-- Supplied records follows --

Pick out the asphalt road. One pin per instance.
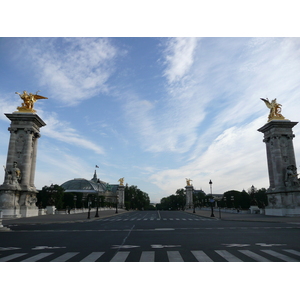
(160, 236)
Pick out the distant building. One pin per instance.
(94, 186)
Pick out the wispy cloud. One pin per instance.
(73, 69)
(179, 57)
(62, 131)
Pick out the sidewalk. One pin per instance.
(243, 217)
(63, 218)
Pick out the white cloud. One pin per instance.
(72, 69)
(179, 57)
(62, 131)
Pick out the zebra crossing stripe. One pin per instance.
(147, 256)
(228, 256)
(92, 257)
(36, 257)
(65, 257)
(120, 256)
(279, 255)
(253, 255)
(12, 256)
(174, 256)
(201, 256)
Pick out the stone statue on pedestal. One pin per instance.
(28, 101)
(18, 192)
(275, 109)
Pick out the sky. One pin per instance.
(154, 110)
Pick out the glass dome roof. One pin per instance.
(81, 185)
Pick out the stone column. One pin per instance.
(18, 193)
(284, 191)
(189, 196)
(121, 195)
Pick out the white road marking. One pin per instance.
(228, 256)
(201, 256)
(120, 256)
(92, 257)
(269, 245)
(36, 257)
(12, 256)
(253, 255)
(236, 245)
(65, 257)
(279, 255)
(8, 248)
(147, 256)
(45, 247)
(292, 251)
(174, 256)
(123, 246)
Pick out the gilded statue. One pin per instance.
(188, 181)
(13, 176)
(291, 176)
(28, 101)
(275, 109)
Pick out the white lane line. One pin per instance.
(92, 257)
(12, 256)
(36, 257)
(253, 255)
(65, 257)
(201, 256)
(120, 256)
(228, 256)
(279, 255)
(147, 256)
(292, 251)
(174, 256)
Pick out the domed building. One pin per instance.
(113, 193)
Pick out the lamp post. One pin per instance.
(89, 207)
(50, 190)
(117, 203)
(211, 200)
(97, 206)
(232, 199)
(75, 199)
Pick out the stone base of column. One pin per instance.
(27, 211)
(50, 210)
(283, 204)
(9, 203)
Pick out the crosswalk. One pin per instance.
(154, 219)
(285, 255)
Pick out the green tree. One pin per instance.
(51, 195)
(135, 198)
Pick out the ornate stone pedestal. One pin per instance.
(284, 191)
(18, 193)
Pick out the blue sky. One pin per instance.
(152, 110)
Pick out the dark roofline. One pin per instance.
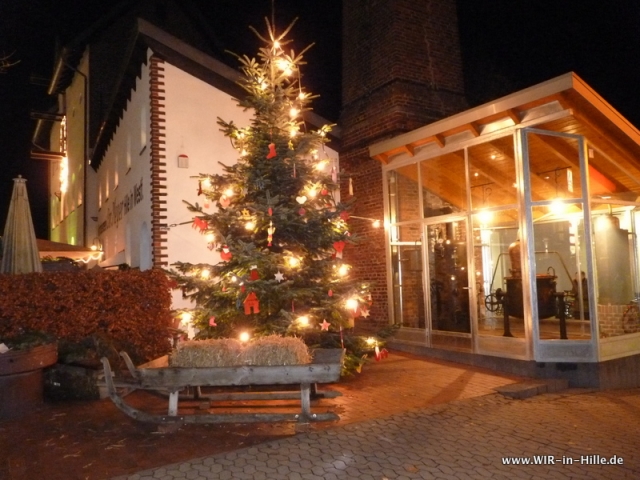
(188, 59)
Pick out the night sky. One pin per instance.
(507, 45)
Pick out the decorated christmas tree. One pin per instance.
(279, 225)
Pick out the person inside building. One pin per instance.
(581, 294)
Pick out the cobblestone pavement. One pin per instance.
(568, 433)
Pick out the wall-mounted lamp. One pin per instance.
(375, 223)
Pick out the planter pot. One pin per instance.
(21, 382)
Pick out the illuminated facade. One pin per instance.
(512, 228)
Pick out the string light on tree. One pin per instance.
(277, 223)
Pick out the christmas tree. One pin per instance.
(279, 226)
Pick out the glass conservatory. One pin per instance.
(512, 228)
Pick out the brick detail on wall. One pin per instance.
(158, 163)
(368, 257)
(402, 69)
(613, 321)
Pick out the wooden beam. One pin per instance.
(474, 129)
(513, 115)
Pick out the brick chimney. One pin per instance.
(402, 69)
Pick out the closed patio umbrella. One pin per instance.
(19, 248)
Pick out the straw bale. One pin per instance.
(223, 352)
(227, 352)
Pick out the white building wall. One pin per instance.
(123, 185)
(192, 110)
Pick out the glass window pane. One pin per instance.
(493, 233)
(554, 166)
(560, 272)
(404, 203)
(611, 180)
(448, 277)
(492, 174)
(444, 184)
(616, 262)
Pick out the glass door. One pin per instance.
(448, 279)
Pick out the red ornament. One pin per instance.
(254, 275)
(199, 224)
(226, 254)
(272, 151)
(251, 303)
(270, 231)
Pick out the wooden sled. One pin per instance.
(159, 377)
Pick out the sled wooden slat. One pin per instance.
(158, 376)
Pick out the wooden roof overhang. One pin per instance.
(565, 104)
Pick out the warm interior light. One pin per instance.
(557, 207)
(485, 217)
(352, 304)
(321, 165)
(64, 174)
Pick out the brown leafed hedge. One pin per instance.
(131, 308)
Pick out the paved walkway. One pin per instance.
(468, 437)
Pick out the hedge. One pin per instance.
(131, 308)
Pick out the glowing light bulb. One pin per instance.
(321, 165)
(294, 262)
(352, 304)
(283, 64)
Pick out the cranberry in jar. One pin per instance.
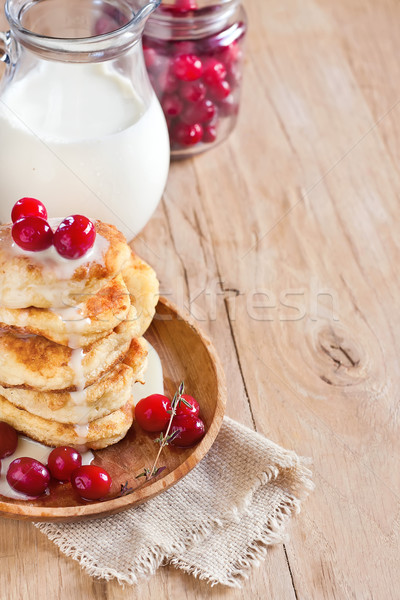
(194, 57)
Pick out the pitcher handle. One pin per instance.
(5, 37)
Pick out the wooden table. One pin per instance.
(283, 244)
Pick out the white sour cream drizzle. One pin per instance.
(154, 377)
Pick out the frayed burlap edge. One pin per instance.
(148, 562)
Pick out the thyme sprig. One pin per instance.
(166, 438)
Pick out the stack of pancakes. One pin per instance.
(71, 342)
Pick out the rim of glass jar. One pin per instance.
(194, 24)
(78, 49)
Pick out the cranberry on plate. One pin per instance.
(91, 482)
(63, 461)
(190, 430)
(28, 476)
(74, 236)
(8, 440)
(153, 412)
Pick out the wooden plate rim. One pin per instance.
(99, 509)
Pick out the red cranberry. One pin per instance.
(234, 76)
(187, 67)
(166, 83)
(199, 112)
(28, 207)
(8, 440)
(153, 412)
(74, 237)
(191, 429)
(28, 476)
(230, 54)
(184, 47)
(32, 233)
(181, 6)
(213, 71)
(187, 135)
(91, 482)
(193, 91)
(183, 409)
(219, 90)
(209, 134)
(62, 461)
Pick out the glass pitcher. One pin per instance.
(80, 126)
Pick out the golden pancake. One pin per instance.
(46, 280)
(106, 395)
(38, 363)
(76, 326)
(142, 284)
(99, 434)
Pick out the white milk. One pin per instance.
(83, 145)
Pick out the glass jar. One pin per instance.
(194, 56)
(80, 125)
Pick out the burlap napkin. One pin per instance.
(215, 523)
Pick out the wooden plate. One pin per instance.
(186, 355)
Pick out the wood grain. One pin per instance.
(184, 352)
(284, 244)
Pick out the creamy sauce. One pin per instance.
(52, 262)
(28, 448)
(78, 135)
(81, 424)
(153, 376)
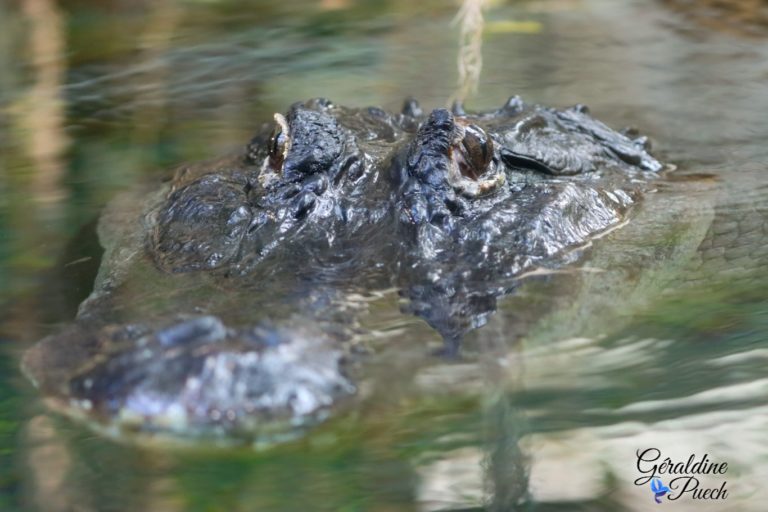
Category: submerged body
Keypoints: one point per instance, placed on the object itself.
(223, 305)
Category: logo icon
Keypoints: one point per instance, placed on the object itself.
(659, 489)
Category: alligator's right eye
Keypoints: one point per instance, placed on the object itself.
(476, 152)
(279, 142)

-- Supplied records concluded --
-- Supplied records follows --

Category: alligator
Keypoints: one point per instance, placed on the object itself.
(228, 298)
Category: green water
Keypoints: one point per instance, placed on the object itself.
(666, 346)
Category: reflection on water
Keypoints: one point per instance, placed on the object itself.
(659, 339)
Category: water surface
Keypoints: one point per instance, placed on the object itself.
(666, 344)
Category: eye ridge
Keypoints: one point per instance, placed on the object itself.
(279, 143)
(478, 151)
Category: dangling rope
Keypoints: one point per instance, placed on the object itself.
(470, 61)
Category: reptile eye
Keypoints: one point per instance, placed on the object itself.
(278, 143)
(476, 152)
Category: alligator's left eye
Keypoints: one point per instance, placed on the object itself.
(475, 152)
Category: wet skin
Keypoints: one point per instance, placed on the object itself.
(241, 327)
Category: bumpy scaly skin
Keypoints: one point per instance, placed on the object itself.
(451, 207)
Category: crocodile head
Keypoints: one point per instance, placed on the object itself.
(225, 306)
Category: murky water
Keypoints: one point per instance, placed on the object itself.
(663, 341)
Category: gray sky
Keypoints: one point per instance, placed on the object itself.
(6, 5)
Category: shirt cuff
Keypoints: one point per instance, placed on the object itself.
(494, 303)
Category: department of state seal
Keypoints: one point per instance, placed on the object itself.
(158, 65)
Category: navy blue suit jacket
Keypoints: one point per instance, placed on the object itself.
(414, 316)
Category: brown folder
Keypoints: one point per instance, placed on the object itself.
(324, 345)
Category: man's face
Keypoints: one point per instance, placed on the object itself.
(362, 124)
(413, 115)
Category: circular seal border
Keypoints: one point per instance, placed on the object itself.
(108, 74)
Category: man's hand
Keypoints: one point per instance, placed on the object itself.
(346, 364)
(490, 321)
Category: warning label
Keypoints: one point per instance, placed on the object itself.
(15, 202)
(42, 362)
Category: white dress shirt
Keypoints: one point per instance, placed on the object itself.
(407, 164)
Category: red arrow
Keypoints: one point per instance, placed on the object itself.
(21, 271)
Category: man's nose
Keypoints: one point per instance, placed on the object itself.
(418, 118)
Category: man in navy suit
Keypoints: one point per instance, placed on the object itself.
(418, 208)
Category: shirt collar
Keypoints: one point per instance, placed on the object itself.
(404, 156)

-- Supplied records concluded --
-- Supplied records follows --

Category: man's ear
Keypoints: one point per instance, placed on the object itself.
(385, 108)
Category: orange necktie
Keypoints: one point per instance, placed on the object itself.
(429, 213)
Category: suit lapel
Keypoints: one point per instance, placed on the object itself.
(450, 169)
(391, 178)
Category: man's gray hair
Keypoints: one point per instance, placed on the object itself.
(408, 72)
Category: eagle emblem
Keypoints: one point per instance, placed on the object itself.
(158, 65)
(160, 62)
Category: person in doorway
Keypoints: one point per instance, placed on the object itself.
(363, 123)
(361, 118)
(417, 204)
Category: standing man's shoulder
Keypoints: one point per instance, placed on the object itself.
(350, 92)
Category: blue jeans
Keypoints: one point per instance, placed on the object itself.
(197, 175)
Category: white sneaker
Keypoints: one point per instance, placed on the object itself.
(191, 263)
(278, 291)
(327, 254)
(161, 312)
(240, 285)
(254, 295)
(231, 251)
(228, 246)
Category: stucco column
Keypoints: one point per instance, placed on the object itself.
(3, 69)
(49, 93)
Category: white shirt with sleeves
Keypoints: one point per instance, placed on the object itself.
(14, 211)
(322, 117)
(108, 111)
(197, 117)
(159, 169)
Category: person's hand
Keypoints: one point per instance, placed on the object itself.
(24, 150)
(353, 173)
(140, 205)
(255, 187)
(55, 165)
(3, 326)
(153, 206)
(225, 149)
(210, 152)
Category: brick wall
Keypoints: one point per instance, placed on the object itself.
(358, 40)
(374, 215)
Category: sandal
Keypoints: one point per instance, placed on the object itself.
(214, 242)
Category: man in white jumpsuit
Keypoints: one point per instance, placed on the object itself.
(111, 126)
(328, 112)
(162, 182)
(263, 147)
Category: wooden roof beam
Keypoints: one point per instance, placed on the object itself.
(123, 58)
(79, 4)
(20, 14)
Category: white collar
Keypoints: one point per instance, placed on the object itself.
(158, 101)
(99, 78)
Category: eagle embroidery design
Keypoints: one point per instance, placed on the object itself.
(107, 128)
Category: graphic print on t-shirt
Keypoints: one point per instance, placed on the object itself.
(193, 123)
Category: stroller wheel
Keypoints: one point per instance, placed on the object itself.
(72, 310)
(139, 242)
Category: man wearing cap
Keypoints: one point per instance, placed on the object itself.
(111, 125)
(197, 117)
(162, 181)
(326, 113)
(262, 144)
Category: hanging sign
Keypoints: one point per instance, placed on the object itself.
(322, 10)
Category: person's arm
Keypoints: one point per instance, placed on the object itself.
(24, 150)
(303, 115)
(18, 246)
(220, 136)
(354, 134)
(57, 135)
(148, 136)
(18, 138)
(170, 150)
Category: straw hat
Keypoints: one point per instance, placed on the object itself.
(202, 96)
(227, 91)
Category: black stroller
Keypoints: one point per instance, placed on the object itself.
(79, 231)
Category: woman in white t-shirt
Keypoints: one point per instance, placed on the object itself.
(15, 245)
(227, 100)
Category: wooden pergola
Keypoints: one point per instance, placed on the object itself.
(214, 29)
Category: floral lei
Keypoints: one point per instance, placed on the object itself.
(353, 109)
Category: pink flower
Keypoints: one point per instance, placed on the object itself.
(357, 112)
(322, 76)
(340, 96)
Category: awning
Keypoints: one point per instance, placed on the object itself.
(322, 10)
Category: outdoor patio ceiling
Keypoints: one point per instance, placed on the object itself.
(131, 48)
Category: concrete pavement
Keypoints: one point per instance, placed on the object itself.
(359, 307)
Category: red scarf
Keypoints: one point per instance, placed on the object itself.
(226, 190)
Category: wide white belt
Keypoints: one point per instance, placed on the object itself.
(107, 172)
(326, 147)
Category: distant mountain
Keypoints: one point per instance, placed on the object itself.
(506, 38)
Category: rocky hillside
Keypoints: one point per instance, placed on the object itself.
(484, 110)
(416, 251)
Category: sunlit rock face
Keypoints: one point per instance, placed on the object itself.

-- Supplied records concluded --

■ What you are asked to do:
Return exactly the lines above from the line that has "Category: white sneaker" through the line that has "Category: woman in white t-shirt", inclusive, and nothing else.

■ Solution for this exercise:
Category: white sneaker
Keypoints: one point per instance, placed on the object itself.
(191, 263)
(278, 291)
(327, 254)
(161, 312)
(240, 285)
(254, 295)
(231, 251)
(228, 246)
Category: stucco column
Keypoints: one point per instance, placed on the object itself.
(3, 69)
(49, 93)
Category: white shirt with sleeves
Keypoints: one point per instance, placed on the object itself.
(14, 211)
(322, 117)
(108, 111)
(197, 117)
(159, 169)
Category: person's hand
Keypoints: one point per instance, placed on the object itself.
(24, 150)
(353, 173)
(140, 205)
(255, 187)
(55, 165)
(3, 326)
(153, 206)
(225, 149)
(210, 152)
Category: brick wall
Keypoints: one point per instance, placed on the object itself.
(358, 40)
(374, 215)
Category: sandal
Keypoints: one point per instance, placed on the object itself.
(214, 242)
Category: man in white jumpsuit
Keypoints: one point per instance, placed on the object itself.
(111, 126)
(328, 112)
(162, 182)
(263, 147)
Category: wooden roof beam
Keypoints: one point per instance, placed on the object itself.
(123, 58)
(79, 4)
(20, 14)
Category: white collar
Keypoints: one point per instance, placed on the object itself.
(158, 101)
(99, 78)
Category: eagle embroidery design
Keypoints: one point per instance, placed on the object itself.
(107, 128)
Category: graphic print on t-shirt
Keypoints: one point per instance, placed on the object itself.
(193, 123)
Category: stroller wheel
Keypoints: one point per instance, placed on the object itself.
(72, 310)
(139, 242)
Category: man wearing cap
Keypoints: one point per instance, placed on the object itself.
(111, 125)
(197, 117)
(162, 181)
(326, 113)
(262, 144)
Category: hanging sign
Keypoints: one point per instance, placed on the object itself.
(322, 10)
Category: person's arm
Keypoints: one point per instance, placed on the object itself.
(24, 150)
(303, 115)
(18, 246)
(220, 136)
(354, 134)
(57, 135)
(148, 136)
(18, 138)
(170, 150)
Category: straw hat
Keypoints: one point per instance, placed on the object itself.
(202, 96)
(227, 91)
Category: black stroller
Keypoints: one point per instance, placed on the object itself.
(79, 231)
Category: woman in white t-shirt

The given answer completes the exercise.